> [ABOUT THIS EXERCISE]: Exact copies of all the lines below are needed, without the pictures.

[Collected data entries]

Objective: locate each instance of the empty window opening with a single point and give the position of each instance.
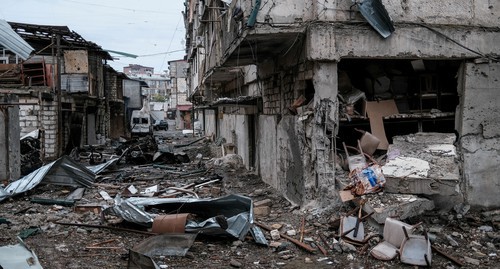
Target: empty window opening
(417, 96)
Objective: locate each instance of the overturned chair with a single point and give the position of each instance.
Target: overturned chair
(398, 239)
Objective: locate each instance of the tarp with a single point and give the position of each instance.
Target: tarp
(18, 256)
(64, 171)
(97, 169)
(10, 40)
(235, 211)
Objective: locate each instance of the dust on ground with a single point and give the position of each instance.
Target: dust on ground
(472, 237)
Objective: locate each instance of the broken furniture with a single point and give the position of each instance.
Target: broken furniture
(393, 239)
(352, 228)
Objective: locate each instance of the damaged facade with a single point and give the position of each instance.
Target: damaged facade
(64, 87)
(316, 70)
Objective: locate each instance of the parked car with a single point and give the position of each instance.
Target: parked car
(161, 125)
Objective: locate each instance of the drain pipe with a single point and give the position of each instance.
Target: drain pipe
(253, 15)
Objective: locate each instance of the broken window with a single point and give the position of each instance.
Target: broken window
(410, 96)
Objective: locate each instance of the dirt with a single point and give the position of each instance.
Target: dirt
(61, 246)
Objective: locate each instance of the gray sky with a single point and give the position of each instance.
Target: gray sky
(140, 27)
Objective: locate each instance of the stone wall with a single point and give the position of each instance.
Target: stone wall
(40, 115)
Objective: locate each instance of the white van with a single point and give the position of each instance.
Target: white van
(140, 123)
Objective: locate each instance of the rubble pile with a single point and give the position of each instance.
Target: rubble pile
(170, 206)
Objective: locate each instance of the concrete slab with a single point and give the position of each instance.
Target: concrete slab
(398, 206)
(424, 164)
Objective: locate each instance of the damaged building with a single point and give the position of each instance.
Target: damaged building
(288, 82)
(63, 87)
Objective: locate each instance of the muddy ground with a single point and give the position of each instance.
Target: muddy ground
(469, 236)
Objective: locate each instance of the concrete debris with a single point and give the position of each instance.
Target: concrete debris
(166, 207)
(401, 206)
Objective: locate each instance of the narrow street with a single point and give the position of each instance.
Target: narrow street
(249, 134)
(82, 234)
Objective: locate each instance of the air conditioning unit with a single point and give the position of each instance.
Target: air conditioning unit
(199, 41)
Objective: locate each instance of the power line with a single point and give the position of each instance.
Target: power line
(117, 7)
(160, 53)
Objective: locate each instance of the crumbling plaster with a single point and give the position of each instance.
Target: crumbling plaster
(10, 152)
(407, 42)
(479, 130)
(447, 12)
(234, 128)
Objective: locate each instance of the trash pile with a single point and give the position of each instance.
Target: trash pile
(171, 205)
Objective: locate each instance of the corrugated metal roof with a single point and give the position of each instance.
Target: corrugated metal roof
(378, 17)
(10, 40)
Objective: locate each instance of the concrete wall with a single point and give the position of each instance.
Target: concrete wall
(480, 133)
(210, 122)
(460, 12)
(279, 156)
(132, 90)
(267, 149)
(406, 42)
(278, 11)
(10, 154)
(289, 168)
(234, 128)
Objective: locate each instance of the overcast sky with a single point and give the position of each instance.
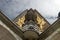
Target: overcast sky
(12, 8)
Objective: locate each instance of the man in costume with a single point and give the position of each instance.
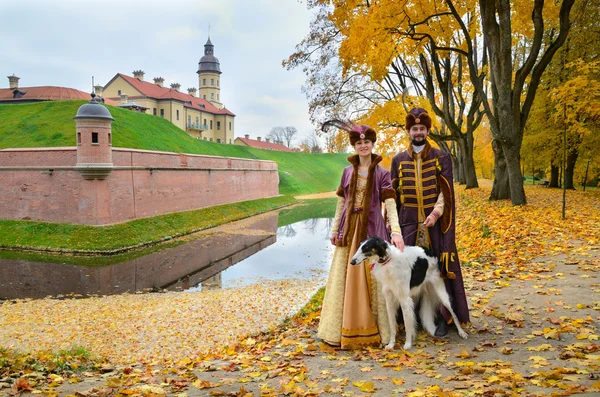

> [RESPONSE]:
Objective: locate each instance of the empty window opening with a single point and give the position of each instance.
Target: empty window opening
(417, 96)
Objective: locate each instance of the overturned chair with a single point and give the position of each instance.
Target: overturned chair
(398, 239)
Objective: locate each instance of the tarp with a single point and give the position of each instance.
Target: tarp
(18, 256)
(64, 171)
(97, 169)
(10, 40)
(235, 211)
Objective: locate each instance of the dust on ground with a single point and give the position of each instance.
Target: dust on ground
(472, 237)
Objective: locate each instance of the broken furniture with a single point and give the position of each instance.
Target: broken furniture
(393, 239)
(352, 228)
Objective: locate each instance of the damaged facade with a single point and give the position of each instance.
Target: damaged facade
(64, 87)
(316, 70)
Objective: locate each instance of the parked car with a single point and give the position of each instance.
Target: parked car
(161, 125)
Objective: locate each instance of the drain pipe with a single point and give the position of each instance.
Target: drain pipe
(253, 15)
Objective: locate each instance of the broken window with a single point and give the position of each instance.
Target: broken window
(410, 96)
Objective: locate each instance of the dirt with a single point and give the position of each instance.
Target: dirt
(61, 246)
Objective: locate each instance of the gray sky with a single point and give the position of each instance.
Target: gray sky
(140, 27)
Objective: locate each instance of the stone wall with a single point and give the position of each instance.
Target: stone wall
(40, 115)
Objective: locate each instance of the white van with a single point and give the position of each instance.
Target: white van
(140, 123)
Objective: locate each instance of the rubble pile with a single point and give the position of each instance.
Target: rubble pile
(170, 206)
Objective: locate each instance of the concrete slab with a single point and give the position of each instance.
Target: concrete slab
(398, 206)
(424, 164)
Objective: locate each instance of the damaged building with a single point and give the position of each instance.
Target: damaged building
(288, 82)
(63, 87)
Objective: locate each instance of the muddy ground with a single point and give the position of each instance.
Target: muddy ground
(469, 236)
Objective: locate each instance of the concrete debris with a single point and give the position of each instance.
Target: concrete debris
(166, 207)
(401, 206)
Objective: locate each instance of the narrow street with a single point and give the position of each instance.
Target: narrow street
(249, 134)
(82, 234)
Objective: locate each instance of the air conditioning unit with a single point and give the position of each instance.
Target: air conditioning unit
(199, 41)
Objective: locate each instance of the power line with a single point and give the position of each instance.
Target: power line
(117, 7)
(160, 53)
Objective: locate each instance of the crumbling plaster with a single point and give the position of each instance.
Target: crumbling plaster
(10, 152)
(407, 42)
(479, 130)
(447, 12)
(234, 128)
Objective: locate each instance of the trash pile with a single point and give the position of each instance.
Target: trash pile
(171, 205)
Objective: locate each instance of the corrugated metal roof with a single point and give the position of each instance.
Target: corrugated metal roof
(378, 17)
(10, 40)
Objective: locate each instance of the concrete wall with a single point and give the position of each instance.
Target: concrete wall
(480, 133)
(210, 122)
(460, 12)
(279, 156)
(132, 90)
(267, 149)
(406, 42)
(278, 11)
(10, 154)
(289, 168)
(234, 128)
Objective: locate each instance of the overcast sky with a single point and give the position of each instance.
Target: overcast sky
(12, 8)
Objective: locate each instance of the man in costume with a single point and give the position of each instance.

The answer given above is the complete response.